> TEXT EXCERPT
┌──

Marley Corbett, played by the beautiful Kate Hudson, tells her friends she has cancer. |
There is nothing wrong with this film. Quite the contrary.
At the movie's opening, Marley is on a bit of a roll. Her career in advertising has taken an upturn with a new promotion. But then there's a doctor's appointment, during which she discovers she has late-stage colon cancer. There's little that can be done. For the emotional rollercoaster that Marley now performs it's hard to blame her. How easy is it to die, especially when those around you maddeningly display the kind of diminishing pity that you abhor because it insults what is best in your relationships? Marley declines the clinical trial treatment that is recommended because she wants to enjoy the time that is left to her. It's about quality of life, she says. And for the same reason, she lashes out angrily at those friends who fail to engage with her in a way that allows her to live life to the fullest.

└──

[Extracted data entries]

┌──

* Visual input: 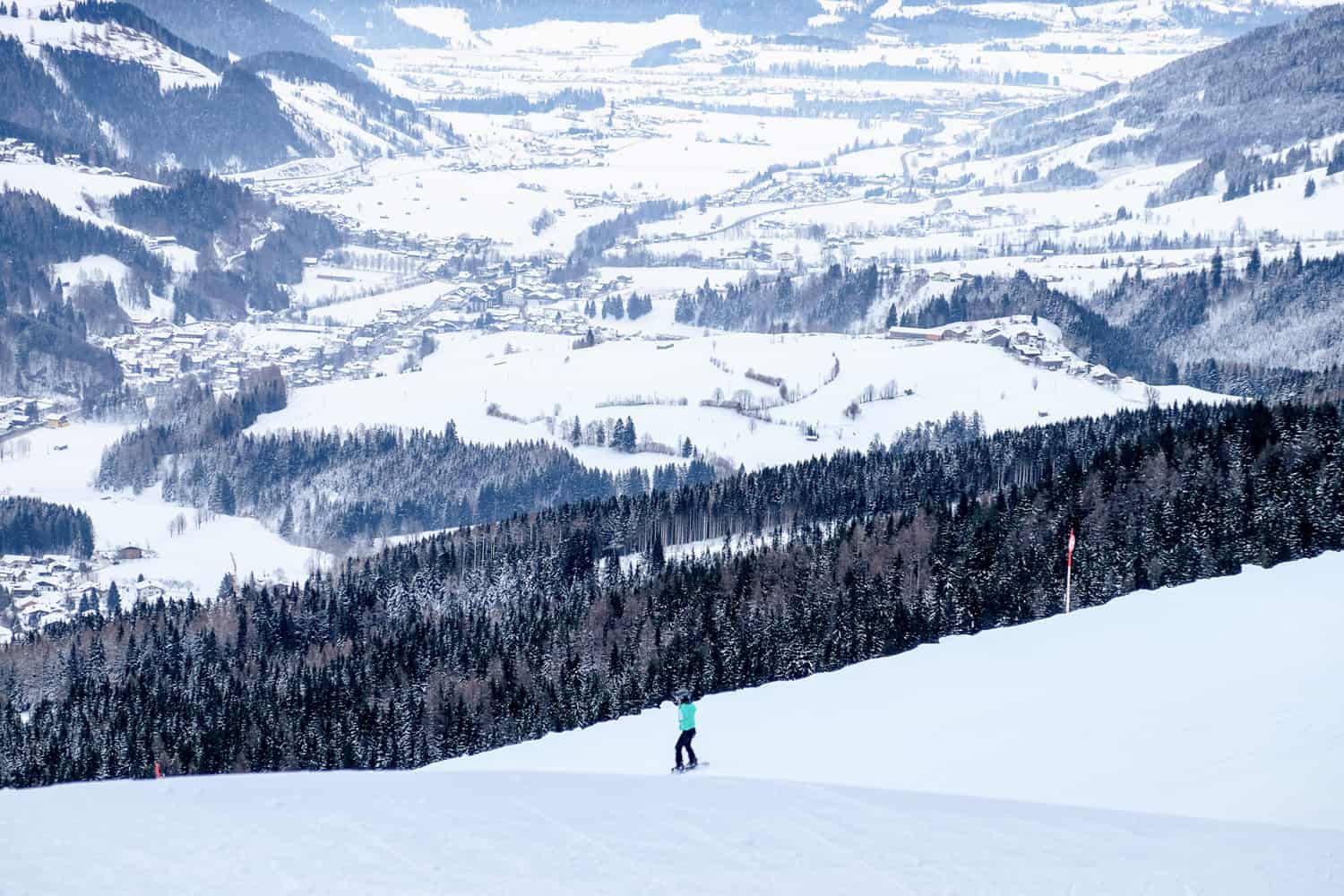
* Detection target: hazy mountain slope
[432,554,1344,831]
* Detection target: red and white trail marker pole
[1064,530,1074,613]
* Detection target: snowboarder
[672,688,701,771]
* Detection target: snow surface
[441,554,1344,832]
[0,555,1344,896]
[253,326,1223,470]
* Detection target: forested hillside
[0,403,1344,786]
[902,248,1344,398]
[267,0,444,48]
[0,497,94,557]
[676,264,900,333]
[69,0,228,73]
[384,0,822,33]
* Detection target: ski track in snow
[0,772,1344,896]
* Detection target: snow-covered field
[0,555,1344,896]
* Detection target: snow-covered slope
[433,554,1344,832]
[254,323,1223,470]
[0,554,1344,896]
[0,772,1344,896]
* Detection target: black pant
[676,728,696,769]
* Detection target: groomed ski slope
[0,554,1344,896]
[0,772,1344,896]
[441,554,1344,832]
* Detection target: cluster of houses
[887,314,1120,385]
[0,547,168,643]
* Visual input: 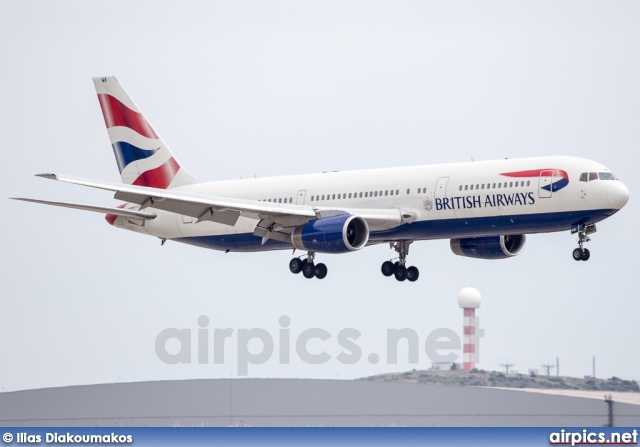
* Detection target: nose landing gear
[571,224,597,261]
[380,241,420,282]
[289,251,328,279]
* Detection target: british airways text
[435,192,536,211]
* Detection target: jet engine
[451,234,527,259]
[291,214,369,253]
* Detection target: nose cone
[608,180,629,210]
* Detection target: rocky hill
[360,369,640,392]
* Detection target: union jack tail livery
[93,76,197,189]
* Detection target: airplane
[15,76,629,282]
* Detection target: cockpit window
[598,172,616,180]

└──

> REQUIRED ACTIONS
**1)** In the film review, what field does Marley work in?
**2)** Rewrite the film review's passage from "At the movie's" to "to the fullest.", renaming "doctor's appointment" as "medical checkup".

> RESULTS OF THE EXERCISE
**1)** Advertising.

**2)**
At the movie's opening, Marley is on a bit of a roll. Her career in advertising has taken an upturn with a new promotion. But then there's a medical checkup, during which she discovers she has late-stage colon cancer. There's little that can be done. For the emotional rollercoaster that Marley now performs it's hard to blame her. How easy is it to die, especially when those around you maddeningly display the kind of diminishing pity that you abhor because it insults what is best in your relationships? Marley declines the clinical trial treatment that is recommended because she wants to enjoy the time that is left to her. It's about quality of life, she says. And for the same reason, she lashes out angrily at those friends who fail to engage with her in a way that allows her to live life to the fullest.